*** Reading passage Section Begins ***

Weapon Cost per Death
Nuclear warhead $16.98
Small arms $100,000
Artillery $200,000
Precision artillery $177,000-$350,000
Missiles $1-6 million+

Nuclear weapons are 5,900x more cost-effective at killing than bullets. They are 10,000-350,000x more cost-effective than precision missiles. Your species optimized for maximum death per dollar and then expressed surprise at the result. On Wishonia, we have a word for organisms that optimize a single metric until it destroys everything around them. The word translates roughly to “cancer.”

Conventional weapons: expensive per death. Nuclear weapons: so cheap per death that accountants get excited. The accountants should probably not get excited about this.

Conventional weapons: expensive per death. Nuclear weapons: so cheap per death that accountants get excited. The accountants should probably not get excited about this.

The Bullet Metric

The efficiency rankings measure combat cost-per-death. But there is a simpler calculation that requires no combat at all.

A 5.56mm NATO round costs $0.4 (95% CI: $0.25-$0.6) at bulk military rates7. Global military spending is $2.72 trillion a year.

\[ \begin{gathered} n_{bullets/person} \\ = \frac{N_{bullets,yr}}{Pop_{global}} \\ = \frac{6.8T}{8B} \\ = 850 \end{gathered} \]
where:
\[ \begin{gathered} N_{bullets,yr} \\ = \frac{Spending_{mil}}{c_{bullet}} \\ = \frac{\$2.72T}{\$0.4} \\ = 6.8T \end{gathered} \]

Every year, your governments spend enough on military to murder every man, woman, and child on Earth 850 times over. With bullets alone. Every year.

*** Reading passage Section Ends ***
*** Information provided Section Begins ***

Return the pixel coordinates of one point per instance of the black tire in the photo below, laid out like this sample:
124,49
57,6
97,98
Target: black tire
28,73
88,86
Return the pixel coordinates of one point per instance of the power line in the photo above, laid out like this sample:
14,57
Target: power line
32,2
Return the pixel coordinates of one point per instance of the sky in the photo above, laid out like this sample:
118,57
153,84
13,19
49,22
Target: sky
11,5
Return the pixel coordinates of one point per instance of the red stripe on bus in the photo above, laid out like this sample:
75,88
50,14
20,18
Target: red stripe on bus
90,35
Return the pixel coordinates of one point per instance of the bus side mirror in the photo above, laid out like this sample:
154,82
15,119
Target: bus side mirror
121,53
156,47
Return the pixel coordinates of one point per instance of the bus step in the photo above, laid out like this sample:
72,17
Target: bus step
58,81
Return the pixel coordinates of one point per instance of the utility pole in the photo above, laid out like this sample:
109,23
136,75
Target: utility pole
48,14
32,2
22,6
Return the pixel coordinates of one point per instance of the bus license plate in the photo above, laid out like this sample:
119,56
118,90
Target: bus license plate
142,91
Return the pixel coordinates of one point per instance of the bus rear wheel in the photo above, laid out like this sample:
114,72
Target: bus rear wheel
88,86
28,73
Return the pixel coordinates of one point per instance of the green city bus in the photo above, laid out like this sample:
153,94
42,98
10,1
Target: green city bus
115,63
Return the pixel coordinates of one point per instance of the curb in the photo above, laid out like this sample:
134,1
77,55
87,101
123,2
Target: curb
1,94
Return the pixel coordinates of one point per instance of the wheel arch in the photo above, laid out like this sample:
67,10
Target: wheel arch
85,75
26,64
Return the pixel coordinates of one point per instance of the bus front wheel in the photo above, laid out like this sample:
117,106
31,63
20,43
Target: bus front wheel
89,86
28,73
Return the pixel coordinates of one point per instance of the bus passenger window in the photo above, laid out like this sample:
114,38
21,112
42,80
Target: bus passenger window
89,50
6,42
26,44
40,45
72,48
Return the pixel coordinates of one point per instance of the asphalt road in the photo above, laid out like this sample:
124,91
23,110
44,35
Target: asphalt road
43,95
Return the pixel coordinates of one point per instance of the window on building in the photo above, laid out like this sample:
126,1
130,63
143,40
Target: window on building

*** Information provided Section Ends ***

▶ Work instructions
Copy out the weapons cost-per-death text word for word, from start to finish. These rows have nothing to do with the weapons cost-per-death text.

▶ Written solution
Weapon Cost per Death
Nuclear warhead $16.98
Small arms $100,000
Artillery $200,000
Precision artillery $177,000-$350,000
Missiles $1-6 million+

Nuclear weapons are 5,900x more cost-effective at killing than bullets. They are 10,000-350,000x more cost-effective than precision missiles. Your species optimized for maximum death per dollar and then expressed surprise at the result. On Wishonia, we have a word for organisms that optimize a single metric until it destroys everything around them. The word translates roughly to “cancer.”

Conventional weapons: expensive per death. Nuclear weapons: so cheap per death that accountants get excited. The accountants should probably not get excited about this.

Conventional weapons: expensive per death. Nuclear weapons: so cheap per death that accountants get excited. The accountants should probably not get excited about this.

The Bullet Metric

The efficiency rankings measure combat cost-per-death. But there is a simpler calculation that requires no combat at all.

A 5.56mm NATO round costs $0.4 (95% CI: $0.25-$0.6) at bulk military rates7. Global military spending is $2.72 trillion a year.

\[ \begin{gathered} n_{bullets/person} \\ = \frac{N_{bullets,yr}}{Pop_{global}} \\ = \frac{6.8T}{8B} \\ = 850 \end{gathered} \]
where:
\[ \begin{gathered} N_{bullets,yr} \\ = \frac{Spending_{mil}}{c_{bullet}} \\ = \frac{\$2.72T}{\$0.4} \\ = 6.8T \end{gathered} \]

Every year, your governments spend enough on military to murder every man, woman, and child on Earth 850 times over. With bullets alone. Every year.